◆ **What the exercise asks**:
Extend the transcript of the Joe Rogan and Charlie Murphy conversation, picking up right after its last line.

Somebody you did something to in fifth grade.
joe rogan
Look, I think it's a great idea.
That's a great idea.
charlie murphy
That's going to be on the bio channel.
It's going to be me and Terry going with different people.
The part where I come in is the reenactment.
We're going to always make...
The reenactment comedy, you know?
joe rogan
I think it's a great idea, but I think the world is being starred from a Charlie Murphy TV show.
That's what I'm saying.
Somebody needs to follow you around.
charlie murphy
We got that, we got that, and we also got the other show I'm doing.
joe rogan
I think the running theme is going to be Rich Falling Asleep.
charlie murphy
We had the whole digital thing we're getting ready to build up.
There is going to be a camera.
joe rogan
The whole digital thing?
Only a man such as Charlie Murphy can get away with saying that.

Point annotation dataset records:
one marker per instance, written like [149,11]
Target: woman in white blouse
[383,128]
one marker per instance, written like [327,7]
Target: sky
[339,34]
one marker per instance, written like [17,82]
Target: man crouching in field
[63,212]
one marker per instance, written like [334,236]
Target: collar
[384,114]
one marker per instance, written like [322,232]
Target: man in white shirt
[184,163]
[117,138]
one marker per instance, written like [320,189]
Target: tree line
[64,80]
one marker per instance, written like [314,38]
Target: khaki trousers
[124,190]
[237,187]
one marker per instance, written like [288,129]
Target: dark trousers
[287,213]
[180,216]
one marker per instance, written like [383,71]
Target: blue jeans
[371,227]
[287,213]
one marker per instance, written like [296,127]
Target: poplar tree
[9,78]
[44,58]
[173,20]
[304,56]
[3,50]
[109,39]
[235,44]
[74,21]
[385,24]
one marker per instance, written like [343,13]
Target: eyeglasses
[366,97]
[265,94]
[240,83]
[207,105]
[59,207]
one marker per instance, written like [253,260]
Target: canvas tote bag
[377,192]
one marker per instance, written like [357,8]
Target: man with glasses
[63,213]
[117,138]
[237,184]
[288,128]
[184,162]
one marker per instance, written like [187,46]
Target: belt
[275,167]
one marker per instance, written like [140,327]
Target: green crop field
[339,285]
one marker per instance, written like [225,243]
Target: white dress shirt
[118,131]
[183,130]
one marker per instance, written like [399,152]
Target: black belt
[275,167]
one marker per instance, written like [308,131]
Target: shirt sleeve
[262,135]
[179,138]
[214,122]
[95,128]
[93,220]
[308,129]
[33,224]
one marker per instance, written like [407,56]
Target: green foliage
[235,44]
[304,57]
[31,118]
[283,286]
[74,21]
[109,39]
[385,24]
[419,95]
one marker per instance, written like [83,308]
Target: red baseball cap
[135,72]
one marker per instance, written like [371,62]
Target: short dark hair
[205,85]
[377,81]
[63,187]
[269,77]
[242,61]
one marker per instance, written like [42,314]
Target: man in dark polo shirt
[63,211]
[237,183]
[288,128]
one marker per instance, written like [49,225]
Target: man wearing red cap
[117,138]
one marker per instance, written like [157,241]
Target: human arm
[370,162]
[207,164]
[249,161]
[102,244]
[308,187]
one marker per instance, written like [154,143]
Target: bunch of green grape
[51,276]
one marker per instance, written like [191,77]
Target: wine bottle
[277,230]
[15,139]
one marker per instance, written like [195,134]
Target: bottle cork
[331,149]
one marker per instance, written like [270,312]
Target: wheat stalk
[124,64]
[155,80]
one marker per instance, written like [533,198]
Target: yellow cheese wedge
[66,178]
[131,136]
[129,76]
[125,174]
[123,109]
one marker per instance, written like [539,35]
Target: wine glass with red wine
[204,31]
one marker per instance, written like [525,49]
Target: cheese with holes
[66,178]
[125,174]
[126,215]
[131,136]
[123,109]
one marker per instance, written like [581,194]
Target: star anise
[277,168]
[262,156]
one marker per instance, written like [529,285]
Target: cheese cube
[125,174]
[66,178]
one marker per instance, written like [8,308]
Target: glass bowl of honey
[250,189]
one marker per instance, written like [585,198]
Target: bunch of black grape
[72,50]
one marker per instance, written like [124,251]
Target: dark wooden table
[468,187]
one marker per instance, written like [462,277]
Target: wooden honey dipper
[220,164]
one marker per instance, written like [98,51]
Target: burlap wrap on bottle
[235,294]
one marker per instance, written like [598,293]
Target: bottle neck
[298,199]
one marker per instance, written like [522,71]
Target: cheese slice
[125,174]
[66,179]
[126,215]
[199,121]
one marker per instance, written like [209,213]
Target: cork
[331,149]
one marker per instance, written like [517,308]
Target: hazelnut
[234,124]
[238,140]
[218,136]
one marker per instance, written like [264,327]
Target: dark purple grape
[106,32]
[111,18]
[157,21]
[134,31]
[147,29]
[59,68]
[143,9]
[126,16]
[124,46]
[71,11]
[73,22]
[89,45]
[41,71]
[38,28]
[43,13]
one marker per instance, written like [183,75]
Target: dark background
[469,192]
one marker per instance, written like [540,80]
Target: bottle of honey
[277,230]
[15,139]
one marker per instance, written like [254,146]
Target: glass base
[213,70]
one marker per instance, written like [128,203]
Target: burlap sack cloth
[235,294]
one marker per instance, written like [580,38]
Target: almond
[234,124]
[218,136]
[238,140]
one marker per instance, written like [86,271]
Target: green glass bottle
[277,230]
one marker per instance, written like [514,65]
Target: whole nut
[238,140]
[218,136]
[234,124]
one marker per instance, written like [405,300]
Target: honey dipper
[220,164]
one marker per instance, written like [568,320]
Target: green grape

◆ **Result**:
charlie murphy
The whole digital thing that's going on right now.
joe rogan
We're building that up.
charlie murphy
We're building my whole digital department up.
joe rogan
Why don't you start a podcast?
charlie murphy
I am.
That's all in the making.
Joe, that's all in the makings, but I only can do one thing at a time.
What I was focusing on this year was writing that movie I just finished writing and getting ready to do the TV show.
We're doing 20 episodes over the next six weeks.
I'm focusing on those two things, and once that's done, boom, then it's on to the next area.
I don't sit back on my hunches at all.
unidentified
Definitely not.
brian redban
You got DVDs, books, movies, everything.
You go to your website.
charlie murphy
Everything with a wife, man.
brian redban
Exactly.
charlie murphy
If I keep working hard, I'll have one eventually.
joe rogan
It's got to be hard to marry after your wife dies.
What does it feel like?
charlie murphy
It's not going to be hard to marry.
It's hard to be single.
joe rogan
Right.
charlie murphy
Being single sucks, man.
joe rogan
Does it?
charlie murphy
Especially if you've got kids because...
Like, I have to sneak to have sex, man.
Right.
Come on, man.
You go through that when you're in high school.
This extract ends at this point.